**DATA FOR THE TASK:**

##########

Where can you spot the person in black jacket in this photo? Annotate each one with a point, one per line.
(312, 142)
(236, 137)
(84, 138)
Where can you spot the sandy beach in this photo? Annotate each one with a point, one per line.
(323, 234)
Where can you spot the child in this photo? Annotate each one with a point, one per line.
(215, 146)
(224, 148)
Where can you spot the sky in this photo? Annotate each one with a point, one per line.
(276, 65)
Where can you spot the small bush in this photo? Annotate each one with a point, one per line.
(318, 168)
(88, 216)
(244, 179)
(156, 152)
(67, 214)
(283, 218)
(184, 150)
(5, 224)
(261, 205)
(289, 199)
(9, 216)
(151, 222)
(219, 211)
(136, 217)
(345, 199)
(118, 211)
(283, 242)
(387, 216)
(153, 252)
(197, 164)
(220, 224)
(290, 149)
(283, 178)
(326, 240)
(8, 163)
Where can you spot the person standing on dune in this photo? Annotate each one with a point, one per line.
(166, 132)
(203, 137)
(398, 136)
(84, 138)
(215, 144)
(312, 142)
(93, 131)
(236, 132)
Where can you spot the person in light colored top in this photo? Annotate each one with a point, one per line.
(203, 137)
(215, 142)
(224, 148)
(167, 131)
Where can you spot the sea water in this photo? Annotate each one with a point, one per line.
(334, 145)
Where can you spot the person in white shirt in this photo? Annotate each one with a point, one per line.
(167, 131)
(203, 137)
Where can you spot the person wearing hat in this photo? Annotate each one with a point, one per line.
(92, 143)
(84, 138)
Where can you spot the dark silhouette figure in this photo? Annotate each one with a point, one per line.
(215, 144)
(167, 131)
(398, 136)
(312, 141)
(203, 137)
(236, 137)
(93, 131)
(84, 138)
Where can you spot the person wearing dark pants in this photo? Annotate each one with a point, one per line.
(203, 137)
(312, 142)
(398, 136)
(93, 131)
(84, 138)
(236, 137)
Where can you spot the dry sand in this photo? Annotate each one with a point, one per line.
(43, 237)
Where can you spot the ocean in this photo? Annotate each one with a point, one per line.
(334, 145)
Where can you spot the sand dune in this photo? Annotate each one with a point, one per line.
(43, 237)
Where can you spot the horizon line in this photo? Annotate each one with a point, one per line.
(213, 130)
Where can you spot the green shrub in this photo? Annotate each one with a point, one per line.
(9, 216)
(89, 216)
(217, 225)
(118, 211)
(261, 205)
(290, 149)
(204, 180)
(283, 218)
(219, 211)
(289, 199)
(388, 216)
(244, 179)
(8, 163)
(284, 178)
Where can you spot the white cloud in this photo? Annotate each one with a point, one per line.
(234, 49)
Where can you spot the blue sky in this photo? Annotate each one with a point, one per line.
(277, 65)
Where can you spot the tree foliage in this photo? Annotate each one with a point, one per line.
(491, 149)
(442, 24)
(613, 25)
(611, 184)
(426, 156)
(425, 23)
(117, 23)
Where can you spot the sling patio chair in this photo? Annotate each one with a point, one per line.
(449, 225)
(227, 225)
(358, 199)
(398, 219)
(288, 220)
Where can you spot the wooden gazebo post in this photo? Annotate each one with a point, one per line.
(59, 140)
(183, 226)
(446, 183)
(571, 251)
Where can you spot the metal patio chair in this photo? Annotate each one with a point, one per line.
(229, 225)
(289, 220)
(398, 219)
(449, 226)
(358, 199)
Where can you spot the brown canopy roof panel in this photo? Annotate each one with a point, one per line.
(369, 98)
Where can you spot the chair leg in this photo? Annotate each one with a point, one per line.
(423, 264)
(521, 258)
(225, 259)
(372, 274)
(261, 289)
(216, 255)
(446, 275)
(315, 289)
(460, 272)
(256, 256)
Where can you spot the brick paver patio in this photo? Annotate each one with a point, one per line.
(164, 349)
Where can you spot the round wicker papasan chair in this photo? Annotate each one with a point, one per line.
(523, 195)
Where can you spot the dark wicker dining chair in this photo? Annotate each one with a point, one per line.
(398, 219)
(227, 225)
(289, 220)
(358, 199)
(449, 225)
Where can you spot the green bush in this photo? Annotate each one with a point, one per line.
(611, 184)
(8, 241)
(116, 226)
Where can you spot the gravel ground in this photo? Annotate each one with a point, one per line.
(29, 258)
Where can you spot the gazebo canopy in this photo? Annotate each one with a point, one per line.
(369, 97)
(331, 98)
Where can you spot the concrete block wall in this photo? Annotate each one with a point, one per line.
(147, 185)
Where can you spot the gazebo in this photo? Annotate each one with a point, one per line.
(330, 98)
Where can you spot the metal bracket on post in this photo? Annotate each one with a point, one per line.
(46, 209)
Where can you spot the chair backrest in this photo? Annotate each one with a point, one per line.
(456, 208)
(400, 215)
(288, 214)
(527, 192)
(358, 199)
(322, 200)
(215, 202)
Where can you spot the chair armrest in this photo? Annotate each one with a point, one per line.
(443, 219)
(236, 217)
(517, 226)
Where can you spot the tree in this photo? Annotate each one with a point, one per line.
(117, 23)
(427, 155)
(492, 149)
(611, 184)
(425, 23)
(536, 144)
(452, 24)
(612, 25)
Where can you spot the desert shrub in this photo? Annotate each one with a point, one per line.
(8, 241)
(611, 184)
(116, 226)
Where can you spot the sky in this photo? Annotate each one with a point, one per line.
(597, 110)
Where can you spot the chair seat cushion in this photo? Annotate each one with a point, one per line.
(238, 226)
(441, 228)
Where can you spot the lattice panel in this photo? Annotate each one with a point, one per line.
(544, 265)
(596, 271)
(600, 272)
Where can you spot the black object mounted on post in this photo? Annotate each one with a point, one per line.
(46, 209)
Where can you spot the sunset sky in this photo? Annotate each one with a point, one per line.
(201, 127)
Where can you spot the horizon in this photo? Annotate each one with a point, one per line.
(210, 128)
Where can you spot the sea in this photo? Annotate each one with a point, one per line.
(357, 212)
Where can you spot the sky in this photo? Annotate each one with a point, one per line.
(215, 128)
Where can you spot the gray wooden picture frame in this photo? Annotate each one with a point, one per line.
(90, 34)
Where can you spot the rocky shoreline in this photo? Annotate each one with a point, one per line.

##########

**THE REQUEST:** Output each entry precisely as given.

**WRITTEN SOLUTION:**
Where can you spot the person in black jacket in this photo? Annotate each one with a point, one per line.
(312, 142)
(236, 137)
(84, 138)
Where can you spot the sandy beach in this photo? Annotate each one with a point, one per line.
(323, 234)
Where can you spot the child in this photo? Annotate each one with a point, one per line.
(215, 146)
(224, 148)
Where can you spot the sky in this photo? Annotate each one with a point, one per line.
(276, 65)
Where can you spot the small bush in this photo? Annotate each one with a point, one per line.
(318, 168)
(88, 216)
(244, 179)
(156, 152)
(67, 214)
(283, 218)
(184, 150)
(5, 224)
(261, 205)
(289, 199)
(9, 216)
(151, 222)
(219, 211)
(136, 217)
(345, 199)
(118, 211)
(283, 242)
(387, 216)
(153, 252)
(197, 164)
(220, 224)
(290, 149)
(283, 178)
(326, 240)
(8, 163)
Where can you spot the person standing on dune in this photo? Annotate each one with a point, one per line.
(166, 132)
(203, 137)
(398, 136)
(84, 138)
(215, 144)
(312, 142)
(93, 131)
(236, 132)
Where can you spot the person in light colored top in this photo? Annotate each one with a point, one per line.
(203, 137)
(215, 142)
(224, 148)
(167, 131)
Where can you spot the sea water in this photo? Annotate each one with a point, one per line.
(334, 145)
Where can you spot the person in white shirt in this photo? Annotate each one with a point, one per line.
(167, 131)
(203, 137)
Where can you spot the person wearing hat in this photo? Annotate each one with a point, one per line.
(92, 143)
(84, 138)
Where can you spot the dark silhouette figure in this photo? Annotate each one with a point, one per line.
(215, 144)
(167, 131)
(398, 136)
(312, 141)
(203, 137)
(236, 137)
(93, 131)
(84, 138)
Where can you spot the person wearing dark pants in this photo? Annotate each one with a point, one per line.
(203, 137)
(312, 142)
(398, 136)
(93, 131)
(84, 138)
(236, 137)
Where can you spot the dry sand in this photo? Annotate each one with a point, one per line.
(43, 237)
Where can you spot the ocean in this photo? Annotate each one with a point, one per line.
(334, 145)
Where can you spot the sand dune in this photo? Annotate each one with a point, one per line.
(43, 237)
Where can you spot the horizon line in this photo? Annotate each one with a point, one per line.
(213, 130)
Where can you spot the green shrub in this photo? Annotate each one with a point, one per line.
(9, 216)
(89, 216)
(217, 225)
(118, 211)
(261, 205)
(290, 149)
(204, 180)
(283, 218)
(219, 211)
(289, 199)
(388, 216)
(244, 179)
(8, 163)
(284, 178)
Where can you spot the white cloud in this photo? Annotate each one with a point, one per line.
(234, 49)
Where can you spot the blue sky in this photo? Annotate each one with a point, one per line.
(277, 65)
Where can you spot the tree foliage in this photo? Annotate each one with a point, one per line.
(491, 149)
(442, 24)
(613, 25)
(611, 184)
(426, 156)
(425, 23)
(117, 23)
Where can you spot the sling patio chair in this photo? Annotate each one with a point, one per line.
(449, 225)
(227, 225)
(358, 199)
(398, 219)
(288, 220)
Where can you spot the wooden gazebo post in this photo? Annotate each one with a point, one per line.
(59, 140)
(183, 226)
(446, 183)
(571, 251)
Where can you spot the metal patio chair in this photo? Annotate each one with a point, one per line.
(229, 225)
(289, 220)
(398, 219)
(449, 226)
(358, 199)
Where can you spot the brown canopy roof panel in this photo? Annotate each one with a point, one per line.
(369, 98)
Where can you spot the chair leg in this photo? Annotate each one with a point, one per line.
(423, 264)
(521, 258)
(225, 259)
(372, 274)
(261, 289)
(216, 255)
(446, 275)
(315, 289)
(460, 272)
(256, 256)
Where can you spot the brick paver patio in this photo? Annotate each one with a point, one per line.
(164, 349)
Where can you spot the round wicker papasan chair in this photo? Annotate each one with a point, one per line.
(523, 195)
Where can you spot the dark wicker dining chair in this photo? Annotate each one with a point, one per line.
(398, 219)
(227, 225)
(289, 220)
(358, 199)
(449, 225)
Where can you spot the green bush in this photo? Annotate each one with a point, one per line.
(611, 184)
(8, 241)
(116, 226)
Where can you spot the gravel ground in this photo? Annotate each one with a point, one per line.
(29, 258)
Where can you spot the gazebo canopy in this photo? Annotate each one with a point, one per line.
(369, 97)
(331, 98)
Where can you spot the concrete block wall in this photo? Annotate each one with a point, one per line.
(147, 185)
Where can you spot the gazebo in this photo? Annotate each one with a point, one per line.
(330, 98)
Where can you spot the metal bracket on post in this photo? Annotate each one with a point, one per line.
(46, 209)
Where can you spot the chair backrest in this photo? Annotate each one with a point, one per line.
(456, 208)
(400, 215)
(288, 214)
(527, 192)
(358, 199)
(322, 200)
(215, 202)
Where can you spot the chair armrest in this photo? Annotate each one with a point, one per line.
(443, 219)
(236, 217)
(517, 226)
Where can you spot the tree in this photo? Annotate each one with a point, one per line.
(117, 23)
(427, 155)
(492, 149)
(611, 184)
(425, 23)
(536, 144)
(452, 24)
(612, 25)
Where can you spot the desert shrub in this photo? Annotate each one with a point, one per line.
(8, 241)
(611, 184)
(116, 226)
Where can you spot the sky in this photo? Annotate each one with a point, one per line.
(597, 110)
Where can you spot the chair seat cushion in this photo? Annotate each one with a point, one per line.
(238, 226)
(441, 228)
Where can you spot the lattice panel in this photo? Annotate each one with a point, one per line.
(544, 265)
(596, 271)
(600, 272)
Where can you spot the black object mounted on post in this photo? Annotate each one with a point, one per line.
(46, 209)
Where can you spot the sunset sky in this photo? Annotate each one with a point, one per line.
(201, 127)
Where can you spot the horizon in this photo? Annotate each one with a point, one per line.
(210, 128)
Where can you spot the sea in this photo? Annotate each one with a point, one per line.
(357, 212)
Where can you spot the sky in this photo? Annotate each one with a point, one per line.
(215, 128)
Where can you spot the gray wooden picture frame in this photo? Annotate each one with a point, one per line.
(90, 34)
Where can you spot the rocky shoreline in this photo? Annotate each one with a point, one per line.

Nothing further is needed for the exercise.